How can I best read in these files so that I have dimensions of x,y,band, and time in my stars object?
alternatives: terra?
How about terra? Note that terra is happy to read these files in directly, but treats this as 16 unique bands. Can I re-align that so that I have the original 8 bands along a new "time" dimension? (I recognize stars emphasizes 'spatio-temporal', maybe the such a cube is out of scope to terra?) Also note that terra for some reason mangles the timestamp in these band names:
x <- terra::rast(urls)
x
class : SpatRaster
dimensions : 361, 720, 16 (nrow, ncol, nlyr)
resolution : 0.5, 0.5 (x, y)
extent : -180.25, 179.75, -90.25, 90.25 (xmin, xmax, ymin, ymax)
coord. ref. : lon/lat Coordinate System imported from GRIB file
sources : gep01.t00z.pgrb2a.0p50.f003.tif (8 layers)
gep01.t00z.pgrb2a.0p50.f006.tif (8 layers)
names : PRES:~ fcst, TMP:2~ fcst, RH:2 ~ fcst, UGRD:~ fcst, VGRD:~ fcst, APCP:~ fcst, .
With terra it is pretty easy to make a time-series for each variable as I show below.
urls <- paste0("/vsicurl/",
"https://sdsc.osn.xsede.org/bio230014-bucket01/neon4cast-drivers/",
"noaa/gefs-v12/cogs/gefs.20221201/",
c("gep01.t00z.pgrb2a.0p50.f003.tif", "gep01.t00z.pgrb2a.0p50.f006.tif"))
library(terra)
r <- rast(urls)
Extract two variables of interest
nms <- names(r)
tmp <- r[[grep("TMP", nms)]]
rh <- r[[grep("RH", nms)]]
# set time
tm <- as.POSIXct("2022-12-01", tz="GMT") + c(3,6) * 3600
time(rh) <- tm
time(tmp) <- tm
And you could combine them into a SpatRasterDatset like this:
s <- sds(list(tmp=tmp, rh=rh))
An alternative path to get to the same point would be to start with a SpatRasterDataset and subset it.
sd <- sds(urls)
nl <- 1:length(sd)
nms <- names(sd[1])
tmp2 <- rast(sd[nl, grep("TMP", nms)])
time(tmp2) <- tm
rh2 <- rast(sd[nl, grep("RH", nms)])
time(rh2) <- tm
I made the subsetting work a little nicer in terra version 1.7-5
urls <- paste0("/vsicurl/",
"https://sdsc.osn.xsede.org/bio230014-bucket01/neon4cast-drivers/",
"noaa/gefs-v12/cogs/gefs.20221201/", c("gep01.t00z.pgrb2a.0p50.f003.tif", "gep01.t00z.pgrb2a.0p50.f006.tif"))
library(terra)
#terra 1.7.5
sd <- sds(urls)
tmp <- sd[,2]
tmp
#class : SpatRaster
#dimensions : 361, 720, 2 (nrow, ncol, nlyr)
#resolution : 0.5, 0.5 (x, y)
#extent : -180.25, 179.75, -90.25, 90.25 (xmin, xmax, ymin, ymax)

Written request A:
Condense the paragraph of the thread that starts "How about terra?" into a short bulleted list that keeps its main facts.
The listing after this thread is separate material with no connection to it.

Data extract:
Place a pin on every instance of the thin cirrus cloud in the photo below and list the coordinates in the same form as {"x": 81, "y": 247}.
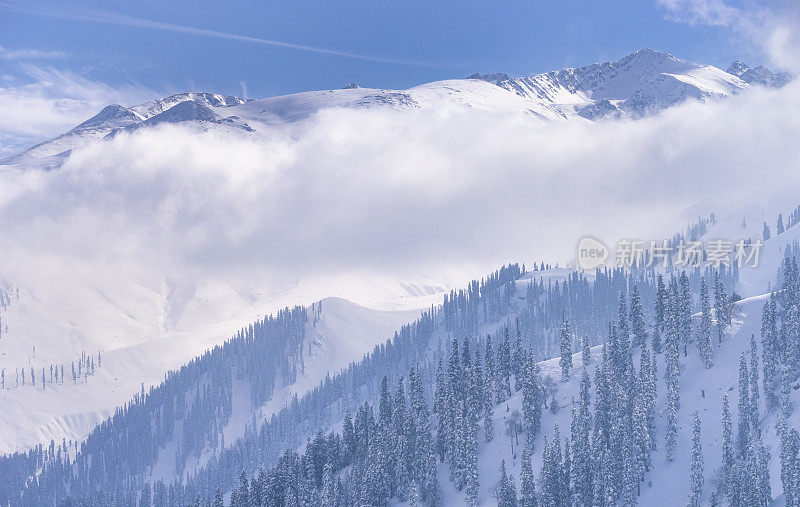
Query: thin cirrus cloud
{"x": 43, "y": 102}
{"x": 771, "y": 25}
{"x": 102, "y": 16}
{"x": 394, "y": 191}
{"x": 31, "y": 54}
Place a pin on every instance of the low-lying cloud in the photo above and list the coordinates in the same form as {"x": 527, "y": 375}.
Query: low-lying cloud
{"x": 42, "y": 102}
{"x": 382, "y": 191}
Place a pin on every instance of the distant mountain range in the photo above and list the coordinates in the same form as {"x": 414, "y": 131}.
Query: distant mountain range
{"x": 640, "y": 84}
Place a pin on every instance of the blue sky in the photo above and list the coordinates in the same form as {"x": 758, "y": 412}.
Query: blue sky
{"x": 153, "y": 44}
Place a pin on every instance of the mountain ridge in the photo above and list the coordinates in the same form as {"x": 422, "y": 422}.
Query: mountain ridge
{"x": 640, "y": 84}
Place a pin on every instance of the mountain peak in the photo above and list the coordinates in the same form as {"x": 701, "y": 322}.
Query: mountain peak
{"x": 737, "y": 68}
{"x": 758, "y": 75}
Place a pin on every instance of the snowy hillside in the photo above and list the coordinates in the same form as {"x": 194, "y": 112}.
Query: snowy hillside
{"x": 640, "y": 84}
{"x": 141, "y": 353}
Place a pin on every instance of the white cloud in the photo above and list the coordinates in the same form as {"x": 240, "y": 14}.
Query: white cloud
{"x": 51, "y": 101}
{"x": 390, "y": 192}
{"x": 772, "y": 25}
{"x": 30, "y": 54}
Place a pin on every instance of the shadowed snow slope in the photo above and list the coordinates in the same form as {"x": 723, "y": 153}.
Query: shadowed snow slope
{"x": 342, "y": 332}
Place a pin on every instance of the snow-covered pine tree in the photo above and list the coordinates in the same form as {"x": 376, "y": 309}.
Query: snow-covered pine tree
{"x": 660, "y": 314}
{"x": 517, "y": 358}
{"x": 528, "y": 487}
{"x": 637, "y": 318}
{"x": 769, "y": 352}
{"x": 728, "y": 459}
{"x": 685, "y": 312}
{"x": 696, "y": 467}
{"x": 705, "y": 342}
{"x": 532, "y": 400}
{"x": 754, "y": 392}
{"x": 586, "y": 352}
{"x": 505, "y": 490}
{"x": 647, "y": 394}
{"x": 720, "y": 306}
{"x": 743, "y": 428}
{"x": 566, "y": 351}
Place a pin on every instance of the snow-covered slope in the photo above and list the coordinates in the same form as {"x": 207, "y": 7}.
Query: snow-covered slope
{"x": 340, "y": 333}
{"x": 639, "y": 84}
{"x": 701, "y": 390}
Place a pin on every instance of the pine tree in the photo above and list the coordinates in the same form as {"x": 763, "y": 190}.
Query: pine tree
{"x": 637, "y": 318}
{"x": 720, "y": 307}
{"x": 672, "y": 422}
{"x": 660, "y": 313}
{"x": 685, "y": 312}
{"x": 727, "y": 446}
{"x": 754, "y": 392}
{"x": 566, "y": 351}
{"x": 532, "y": 399}
{"x": 789, "y": 446}
{"x": 506, "y": 491}
{"x": 704, "y": 340}
{"x": 769, "y": 352}
{"x": 328, "y": 487}
{"x": 647, "y": 394}
{"x": 743, "y": 429}
{"x": 517, "y": 359}
{"x": 696, "y": 468}
{"x": 528, "y": 487}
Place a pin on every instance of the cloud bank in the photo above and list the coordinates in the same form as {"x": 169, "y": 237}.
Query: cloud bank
{"x": 394, "y": 191}
{"x": 44, "y": 102}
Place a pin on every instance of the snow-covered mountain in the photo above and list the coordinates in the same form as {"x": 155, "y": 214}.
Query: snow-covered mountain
{"x": 637, "y": 85}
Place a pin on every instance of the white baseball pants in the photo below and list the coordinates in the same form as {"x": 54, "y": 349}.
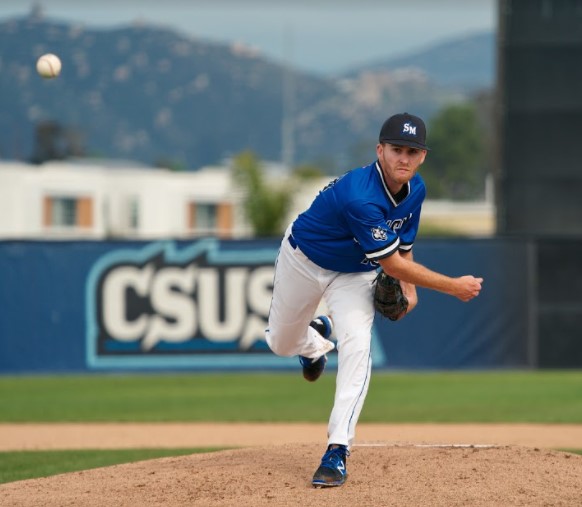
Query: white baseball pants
{"x": 299, "y": 286}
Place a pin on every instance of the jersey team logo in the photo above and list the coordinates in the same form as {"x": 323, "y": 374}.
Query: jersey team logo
{"x": 409, "y": 129}
{"x": 379, "y": 234}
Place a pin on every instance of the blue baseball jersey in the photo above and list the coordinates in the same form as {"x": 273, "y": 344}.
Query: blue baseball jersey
{"x": 355, "y": 221}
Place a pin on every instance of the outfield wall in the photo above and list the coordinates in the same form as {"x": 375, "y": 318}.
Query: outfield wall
{"x": 89, "y": 306}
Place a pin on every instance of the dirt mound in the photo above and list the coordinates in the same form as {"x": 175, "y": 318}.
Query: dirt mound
{"x": 379, "y": 475}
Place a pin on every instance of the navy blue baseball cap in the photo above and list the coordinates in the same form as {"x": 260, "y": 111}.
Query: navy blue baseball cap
{"x": 404, "y": 130}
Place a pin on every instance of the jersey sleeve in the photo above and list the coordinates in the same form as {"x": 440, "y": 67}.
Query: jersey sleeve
{"x": 368, "y": 225}
{"x": 408, "y": 232}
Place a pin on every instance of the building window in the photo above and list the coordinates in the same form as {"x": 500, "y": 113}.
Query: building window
{"x": 205, "y": 217}
{"x": 210, "y": 218}
{"x": 66, "y": 212}
{"x": 134, "y": 213}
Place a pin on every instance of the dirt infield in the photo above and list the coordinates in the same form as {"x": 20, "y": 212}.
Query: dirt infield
{"x": 391, "y": 465}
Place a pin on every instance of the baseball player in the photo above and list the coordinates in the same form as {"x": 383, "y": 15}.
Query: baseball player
{"x": 365, "y": 220}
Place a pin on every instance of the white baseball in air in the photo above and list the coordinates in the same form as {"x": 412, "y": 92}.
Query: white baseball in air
{"x": 49, "y": 66}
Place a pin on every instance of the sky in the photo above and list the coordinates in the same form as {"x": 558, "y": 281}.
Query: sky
{"x": 321, "y": 36}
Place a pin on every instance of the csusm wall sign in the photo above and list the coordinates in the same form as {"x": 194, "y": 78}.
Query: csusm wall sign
{"x": 159, "y": 306}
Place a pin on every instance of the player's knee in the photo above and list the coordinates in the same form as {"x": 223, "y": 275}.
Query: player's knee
{"x": 278, "y": 344}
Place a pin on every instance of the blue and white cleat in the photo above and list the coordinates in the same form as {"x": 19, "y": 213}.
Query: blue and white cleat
{"x": 313, "y": 368}
{"x": 332, "y": 471}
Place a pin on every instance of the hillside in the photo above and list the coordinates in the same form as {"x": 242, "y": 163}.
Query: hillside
{"x": 152, "y": 95}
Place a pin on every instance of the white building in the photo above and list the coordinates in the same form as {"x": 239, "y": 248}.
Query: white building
{"x": 106, "y": 200}
{"x": 112, "y": 199}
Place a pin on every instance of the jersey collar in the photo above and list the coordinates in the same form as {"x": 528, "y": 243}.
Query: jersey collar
{"x": 394, "y": 199}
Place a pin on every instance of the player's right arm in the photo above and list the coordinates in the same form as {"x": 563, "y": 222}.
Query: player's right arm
{"x": 465, "y": 287}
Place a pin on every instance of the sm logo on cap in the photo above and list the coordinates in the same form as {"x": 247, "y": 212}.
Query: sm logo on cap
{"x": 409, "y": 129}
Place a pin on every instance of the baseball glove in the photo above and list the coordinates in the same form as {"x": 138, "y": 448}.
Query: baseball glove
{"x": 389, "y": 300}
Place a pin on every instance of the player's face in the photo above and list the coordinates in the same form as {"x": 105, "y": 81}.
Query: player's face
{"x": 399, "y": 163}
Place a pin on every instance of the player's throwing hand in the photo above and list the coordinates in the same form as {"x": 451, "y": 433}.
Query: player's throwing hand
{"x": 467, "y": 287}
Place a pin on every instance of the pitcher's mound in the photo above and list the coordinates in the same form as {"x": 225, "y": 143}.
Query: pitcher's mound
{"x": 402, "y": 475}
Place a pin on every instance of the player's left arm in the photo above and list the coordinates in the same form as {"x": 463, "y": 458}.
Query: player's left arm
{"x": 409, "y": 289}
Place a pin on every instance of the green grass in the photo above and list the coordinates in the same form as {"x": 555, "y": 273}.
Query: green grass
{"x": 508, "y": 396}
{"x": 16, "y": 466}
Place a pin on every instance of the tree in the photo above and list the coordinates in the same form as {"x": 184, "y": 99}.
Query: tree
{"x": 266, "y": 204}
{"x": 455, "y": 166}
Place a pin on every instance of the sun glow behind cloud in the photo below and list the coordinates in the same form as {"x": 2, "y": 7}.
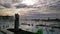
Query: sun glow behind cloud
{"x": 26, "y": 6}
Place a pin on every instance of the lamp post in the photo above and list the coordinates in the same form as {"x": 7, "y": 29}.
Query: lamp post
{"x": 16, "y": 27}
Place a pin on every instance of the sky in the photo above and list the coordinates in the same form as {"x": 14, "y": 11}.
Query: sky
{"x": 29, "y": 7}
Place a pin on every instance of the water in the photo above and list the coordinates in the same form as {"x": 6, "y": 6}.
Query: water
{"x": 34, "y": 28}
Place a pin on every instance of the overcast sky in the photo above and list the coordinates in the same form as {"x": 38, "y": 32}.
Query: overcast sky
{"x": 40, "y": 7}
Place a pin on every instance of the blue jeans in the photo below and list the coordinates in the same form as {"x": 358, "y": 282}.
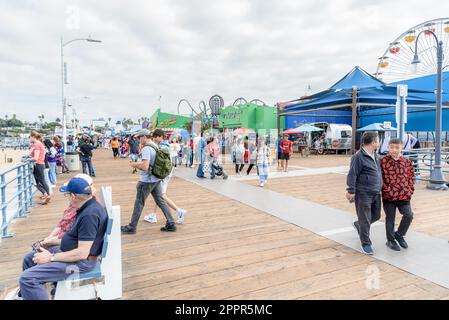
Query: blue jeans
{"x": 33, "y": 278}
{"x": 263, "y": 172}
{"x": 212, "y": 169}
{"x": 87, "y": 163}
{"x": 52, "y": 172}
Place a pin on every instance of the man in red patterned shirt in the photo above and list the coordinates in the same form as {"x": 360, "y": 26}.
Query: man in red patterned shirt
{"x": 398, "y": 187}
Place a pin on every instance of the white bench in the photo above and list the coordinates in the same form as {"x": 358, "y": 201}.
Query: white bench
{"x": 105, "y": 280}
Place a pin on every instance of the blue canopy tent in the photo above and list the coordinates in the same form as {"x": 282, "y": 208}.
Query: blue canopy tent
{"x": 360, "y": 93}
{"x": 376, "y": 127}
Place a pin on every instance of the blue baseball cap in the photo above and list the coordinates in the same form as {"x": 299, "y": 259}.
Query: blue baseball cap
{"x": 77, "y": 185}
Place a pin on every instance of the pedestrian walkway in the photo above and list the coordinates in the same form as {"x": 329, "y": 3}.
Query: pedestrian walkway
{"x": 296, "y": 173}
{"x": 427, "y": 257}
{"x": 224, "y": 250}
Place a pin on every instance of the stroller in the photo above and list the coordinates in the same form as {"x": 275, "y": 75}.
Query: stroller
{"x": 219, "y": 171}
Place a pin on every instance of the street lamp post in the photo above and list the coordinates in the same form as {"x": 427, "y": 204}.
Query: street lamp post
{"x": 437, "y": 181}
{"x": 64, "y": 101}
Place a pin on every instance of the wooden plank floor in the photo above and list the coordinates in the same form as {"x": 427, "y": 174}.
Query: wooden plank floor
{"x": 225, "y": 250}
{"x": 431, "y": 214}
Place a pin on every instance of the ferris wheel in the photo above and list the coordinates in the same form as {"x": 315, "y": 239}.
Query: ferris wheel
{"x": 395, "y": 64}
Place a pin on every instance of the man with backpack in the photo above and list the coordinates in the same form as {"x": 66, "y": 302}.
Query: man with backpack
{"x": 155, "y": 166}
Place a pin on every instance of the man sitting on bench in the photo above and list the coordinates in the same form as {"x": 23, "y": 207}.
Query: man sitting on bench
{"x": 79, "y": 248}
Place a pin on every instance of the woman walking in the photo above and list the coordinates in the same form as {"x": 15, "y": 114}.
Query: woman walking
{"x": 115, "y": 147}
{"x": 239, "y": 152}
{"x": 174, "y": 150}
{"x": 38, "y": 156}
{"x": 251, "y": 152}
{"x": 263, "y": 162}
{"x": 51, "y": 156}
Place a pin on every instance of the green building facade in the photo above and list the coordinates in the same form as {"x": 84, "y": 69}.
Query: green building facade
{"x": 167, "y": 121}
{"x": 250, "y": 116}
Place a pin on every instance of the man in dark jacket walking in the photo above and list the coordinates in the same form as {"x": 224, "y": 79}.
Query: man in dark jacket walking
{"x": 364, "y": 185}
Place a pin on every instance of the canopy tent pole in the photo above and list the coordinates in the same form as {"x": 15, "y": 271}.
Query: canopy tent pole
{"x": 354, "y": 117}
{"x": 278, "y": 118}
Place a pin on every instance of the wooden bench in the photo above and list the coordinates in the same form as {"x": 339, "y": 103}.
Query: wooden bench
{"x": 105, "y": 280}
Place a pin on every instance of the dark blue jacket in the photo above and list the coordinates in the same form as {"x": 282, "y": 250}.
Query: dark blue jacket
{"x": 365, "y": 174}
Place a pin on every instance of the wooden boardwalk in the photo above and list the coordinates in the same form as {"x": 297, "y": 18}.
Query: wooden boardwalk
{"x": 225, "y": 250}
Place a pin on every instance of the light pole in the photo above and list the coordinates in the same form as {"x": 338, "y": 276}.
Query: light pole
{"x": 437, "y": 181}
{"x": 64, "y": 108}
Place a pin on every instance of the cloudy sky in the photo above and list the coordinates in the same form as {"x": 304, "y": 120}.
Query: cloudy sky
{"x": 270, "y": 50}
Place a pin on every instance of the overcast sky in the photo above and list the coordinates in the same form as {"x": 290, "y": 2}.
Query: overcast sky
{"x": 270, "y": 50}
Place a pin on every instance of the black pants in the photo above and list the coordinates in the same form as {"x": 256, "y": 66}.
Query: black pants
{"x": 143, "y": 191}
{"x": 368, "y": 207}
{"x": 39, "y": 176}
{"x": 239, "y": 168}
{"x": 405, "y": 209}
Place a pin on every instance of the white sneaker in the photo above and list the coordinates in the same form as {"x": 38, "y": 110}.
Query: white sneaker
{"x": 151, "y": 218}
{"x": 181, "y": 215}
{"x": 13, "y": 294}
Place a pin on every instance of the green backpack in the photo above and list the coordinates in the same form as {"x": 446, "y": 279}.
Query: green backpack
{"x": 162, "y": 166}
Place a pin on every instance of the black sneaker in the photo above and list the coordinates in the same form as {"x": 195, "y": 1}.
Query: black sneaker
{"x": 356, "y": 226}
{"x": 169, "y": 228}
{"x": 367, "y": 249}
{"x": 393, "y": 245}
{"x": 128, "y": 230}
{"x": 400, "y": 240}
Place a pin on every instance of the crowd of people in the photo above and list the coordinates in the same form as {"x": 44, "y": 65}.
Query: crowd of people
{"x": 76, "y": 240}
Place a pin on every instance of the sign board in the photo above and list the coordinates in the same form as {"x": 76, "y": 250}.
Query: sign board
{"x": 404, "y": 112}
{"x": 216, "y": 103}
{"x": 402, "y": 90}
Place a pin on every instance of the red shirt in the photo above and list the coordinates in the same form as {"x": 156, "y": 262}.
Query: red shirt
{"x": 38, "y": 146}
{"x": 286, "y": 146}
{"x": 398, "y": 177}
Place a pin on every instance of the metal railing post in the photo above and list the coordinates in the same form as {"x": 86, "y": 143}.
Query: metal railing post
{"x": 30, "y": 185}
{"x": 19, "y": 192}
{"x": 24, "y": 187}
{"x": 4, "y": 223}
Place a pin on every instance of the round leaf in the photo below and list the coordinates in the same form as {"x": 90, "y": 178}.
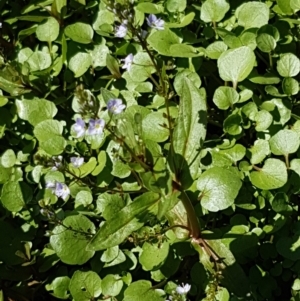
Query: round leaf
{"x": 153, "y": 255}
{"x": 288, "y": 65}
{"x": 80, "y": 63}
{"x": 284, "y": 142}
{"x": 80, "y": 32}
{"x": 48, "y": 31}
{"x": 69, "y": 244}
{"x": 85, "y": 286}
{"x": 252, "y": 14}
{"x": 213, "y": 10}
{"x": 273, "y": 175}
{"x": 225, "y": 97}
{"x": 15, "y": 195}
{"x": 218, "y": 188}
{"x": 236, "y": 64}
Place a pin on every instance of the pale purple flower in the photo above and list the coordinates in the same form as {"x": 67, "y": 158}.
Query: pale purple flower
{"x": 115, "y": 106}
{"x": 184, "y": 289}
{"x": 121, "y": 30}
{"x": 79, "y": 128}
{"x": 155, "y": 22}
{"x": 57, "y": 161}
{"x": 96, "y": 126}
{"x": 127, "y": 62}
{"x": 61, "y": 190}
{"x": 77, "y": 161}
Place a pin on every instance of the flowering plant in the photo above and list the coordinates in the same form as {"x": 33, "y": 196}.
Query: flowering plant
{"x": 149, "y": 150}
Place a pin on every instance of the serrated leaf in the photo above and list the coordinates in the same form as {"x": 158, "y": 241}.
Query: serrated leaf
{"x": 271, "y": 176}
{"x": 114, "y": 231}
{"x": 70, "y": 241}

Written request B:
Pull out every line of the listing that contains the string "backpack". Case counts.

Exercise output A:
- terra reads these files directly but treats them as 16 unique bands.
- The question is whether they can be realigned so the original 8 bands sit along a new "time" dimension.
- Because stars emphasizes "spatio-temporal", such a cube may be out of scope for terra.
- terra mangles the timestamp in the band names.

Exercise output B:
Place a pin on every instance of the man with backpack in the photo above and list the coordinates in the same form as {"x": 66, "y": 302}.
Query: man with backpack
Place a pin on every instance of the green backpack in the photo above and list the coordinates in the same form as {"x": 446, "y": 279}.
Query: green backpack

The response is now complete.